— Reading passage —
Sunday, November 23, 2008

Paterno plans to stick around for the victories

Sunday, November 23, 2008
By Gene Collier, Pittsburgh Post-Gazette
http://www.post-gazette.com/

UNIVERSITY PARK, Pa. -- In the Penn State locker room, where the subject was decidedly roses, University President Dr. Graham Spanier and athletic director Tim Curley were never far from camera range.

They matched Joe Paterno beaming smile for beaming smile, which would appear to indicate they're OK with the notion that old coach pretty much rehired himself on the eve of this Big Ten championship game. He told a frothy Friday night pep rally that he fully intended to run out of the tunnel next fall, his 44th as the face of the university, even going so far as to fairly guarantee a win against Michigan State.

Too bad he didn't guarantee one at Iowa two weeks ago, but that's water over the spilt milk dam, and even though that one-point road loss was the only dropped stitch in an otherwise perfect autumn tapestry, Penn State's reservation in the Rose Bowl was essentially presented here yesterday without thorns.

"I've planned on coming back all along," Paterno said in the minutes after his 43rd pride of Lions ripped apart a Michigan State team that woke up yesterday with an outside shot at this same conference title. "I never had any plans otherwise. In the next couple weeks we'll sit down with Tim Curry and President Spanier and we say, 'What about this, what do you think of that.'

"But right now I have no plans to leave."

Of course, when you're going to be 82 in four weeks you don't really plan much of anything, particularly when you'll likely be spending your birthday in full rehab from hip surgery. Those meetings with the president and the AD will likely go a little differently than they did four years ago, when Paterno disavowed them of any suspicion that someone other than the coach would decide when the coach was finished.

Yesterday's 49-18 victory was the 800th in Penn State history, which stretches to 1887. Of those 800, Paterno has won 383 of them. No. 800 was Penn State's 27th in its past 29 home games, 42nd in its past 52 in general.

It's so much closer to what his spoiled constituency expects, so much more traditional than what had horrified it, such as home losses to Iowa by scores like 6-4 in the darkest days of '03 and '04.

"Our fans, they expect so much," Paterno sighed. "And that's good. I mean it's cold, it's windy, and the place is packed. But I don't feel vindicated, and to even think about that suggests some animosity, and I don't have any."

Paterno may have drifted into a reliably cantankerous posture some years ago, just as some of us did 30 years ahead of his schedule, but he's always tremendously adaptable and even a progressive within the culture of football. Of his two national championships, one was accomplished with a first-round draft pick at quarterback, the other with a quarterback who never entertained any professional allusions.

— Tasks and exercises —
A. Copy out the article about Paterno word for word, beginning at "Too bad he didn't" and stopping after "yesterday without thorns.".
B. Summarize the article about Paterno in two sentences.
The material after this point has no connection to the article about Paterno.

— Data —
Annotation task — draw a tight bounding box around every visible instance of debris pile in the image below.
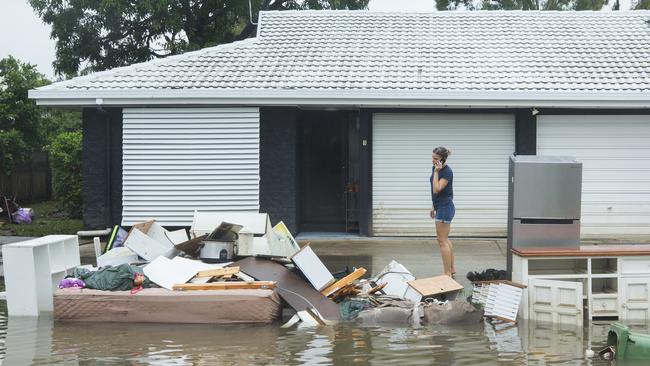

— Answers for each item —
A.
Too bad he didn't guarantee one at Iowa two weeks ago, but that's water over the spilt milk dam, and even though that one-point road loss was the only dropped stitch in an otherwise perfect autumn tapestry, Penn State's reservation in the Rose Bowl was essentially presented here yesterday without thorns.

B. After Penn State beat Michigan State 49-18 and secured a Rose Bowl berth, Joe Paterno said he has no plans to leave and intends to coach next fall, which would be his 44th season. The win was the 800th in Penn State history, 383 of them under Paterno, though he said he does not feel vindicated.